OPDRACHTEN:
A. Geef het deel van het artikel over de Micha-verklaring woordelijk weer dat opent met de woorden "Volgens de Micha-verklaring" en sluit met "geloofwaardig te blijven.".
B. Welke groepen ondertekenden volgens het artikel over de Micha-verklaring die verklaring? Noem ze allemaal.
C. Hoeveel punten telt de verklaring volgens het artikel over de Micha-verklaring?

━━━ TEKSTFRAGMENT ━━━

Het artikel stond eerder op website van CVandaag
Een groot aantal vooraanstaande christenen, theologen en kerkelijke hoogwaardigheidsbekleders ondertekende onlangs een verklaring van Micha Nederland tegen wat zij ‘extreemrechts’ noemt. Aangezien ‘extreemrechts’ doorgaans als scheldwoord wordt gebruikt om een bonte stoet aan onwelgevallige figuren en opvattingen mee aan te duiden, zou je je als christen niet per se aangesproken hoeven te voelen. Maar wanneer vervolgens concreet geageerd wordt tegen ‘extreemrechtse’ politieke partijen als PVV en FVD, dan wordt het persoonlijk.
Volgens de Micha-verklaring kunnen mensen die zich met ‘extreemrechts’ associëren niet langer aangemerkt worden als oprechte volgelingen van Jezus. En dat gaat mij veel te ver. Sterker nog, er wordt volledig voorbijgegaan aan het feit dat genoemde partijen vaak als enige stem geven aan het onrecht dat grote groepen in de samenleving de afgelopen decennia is aangedaan. Dat is de reden dat ik me genoodzaakt voel om elk van de zes punten uit de genoemde verklaring van een reactie te voorzien en uit te leggen waarom ik ‘extreemrechts’ ben. Dat ik daaraan nog een zevende opmerking toevoeg is meer dan een knipoog; ik denk dat een gezamenlijk streven noodzakelijk is om als christenen in het huidige politieke tijdsgewricht geloofwaardig te blijven.

━━━ GEGEVENS ━━━

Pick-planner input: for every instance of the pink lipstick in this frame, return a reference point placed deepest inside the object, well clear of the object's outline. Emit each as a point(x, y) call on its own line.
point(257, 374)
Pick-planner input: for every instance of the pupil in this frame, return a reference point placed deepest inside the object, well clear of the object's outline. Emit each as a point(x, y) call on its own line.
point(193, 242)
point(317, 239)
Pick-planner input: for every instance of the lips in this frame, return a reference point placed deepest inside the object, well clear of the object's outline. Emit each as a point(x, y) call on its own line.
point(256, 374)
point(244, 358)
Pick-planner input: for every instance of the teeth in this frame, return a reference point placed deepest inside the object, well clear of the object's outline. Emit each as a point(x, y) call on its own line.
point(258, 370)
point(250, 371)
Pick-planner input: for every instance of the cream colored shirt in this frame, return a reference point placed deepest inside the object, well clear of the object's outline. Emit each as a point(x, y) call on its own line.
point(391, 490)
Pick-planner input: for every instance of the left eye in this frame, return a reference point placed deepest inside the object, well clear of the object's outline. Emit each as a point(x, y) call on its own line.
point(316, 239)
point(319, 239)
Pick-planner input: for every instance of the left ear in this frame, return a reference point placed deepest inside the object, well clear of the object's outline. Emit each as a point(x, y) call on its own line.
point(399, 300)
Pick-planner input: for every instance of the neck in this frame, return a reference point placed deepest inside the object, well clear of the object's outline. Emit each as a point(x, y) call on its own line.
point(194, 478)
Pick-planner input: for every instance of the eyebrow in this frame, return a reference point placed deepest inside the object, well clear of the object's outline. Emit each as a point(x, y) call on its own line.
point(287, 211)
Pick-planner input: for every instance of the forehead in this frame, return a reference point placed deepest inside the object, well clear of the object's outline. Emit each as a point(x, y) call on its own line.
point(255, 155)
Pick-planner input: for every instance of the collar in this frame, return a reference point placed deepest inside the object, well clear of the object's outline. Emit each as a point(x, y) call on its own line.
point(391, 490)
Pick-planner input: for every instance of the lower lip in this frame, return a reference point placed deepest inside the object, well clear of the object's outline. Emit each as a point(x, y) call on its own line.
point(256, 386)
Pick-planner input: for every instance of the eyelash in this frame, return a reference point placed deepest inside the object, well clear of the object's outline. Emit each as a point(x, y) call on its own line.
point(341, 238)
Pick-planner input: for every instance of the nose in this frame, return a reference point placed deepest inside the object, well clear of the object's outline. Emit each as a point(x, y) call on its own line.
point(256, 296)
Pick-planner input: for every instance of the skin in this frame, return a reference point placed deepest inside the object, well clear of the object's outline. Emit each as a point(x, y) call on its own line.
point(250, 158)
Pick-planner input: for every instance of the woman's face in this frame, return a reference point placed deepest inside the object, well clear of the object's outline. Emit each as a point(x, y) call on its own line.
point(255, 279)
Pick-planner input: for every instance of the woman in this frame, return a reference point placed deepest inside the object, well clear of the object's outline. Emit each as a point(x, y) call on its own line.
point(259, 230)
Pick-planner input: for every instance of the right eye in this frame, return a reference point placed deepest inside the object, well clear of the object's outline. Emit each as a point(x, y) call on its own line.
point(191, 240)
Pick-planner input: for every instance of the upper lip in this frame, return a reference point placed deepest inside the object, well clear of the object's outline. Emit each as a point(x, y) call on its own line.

━━━

RESULTATEN:
A.
Volgens de Micha-verklaring kunnen mensen die zich met ‘extreemrechts’ associëren niet langer aangemerkt worden als oprechte volgelingen van Jezus. En dat gaat mij veel te ver. Sterker nog, er wordt volledig voorbijgegaan aan het feit dat genoemde partijen vaak als enige stem geven aan het onrecht dat grote groepen in de samenleving de afgelopen decennia is aangedaan. Dat is de reden dat ik me genoodzaakt voel om elk van de zes punten uit de genoemde verklaring van een reactie te voorzien en uit te leggen waarom ik ‘extreemrechts’ ben. Dat ik daaraan nog een zevende opmerking toevoeg is meer dan een knipoog; ik denk dat een gezamenlijk streven noodzakelijk is om als christenen in het huidige politieke tijdsgewricht geloofwaardig te blijven.

B. vooraanstaande christenen, theologen en kerkelijke hoogwaardigheidsbekleders

C. Zes punten.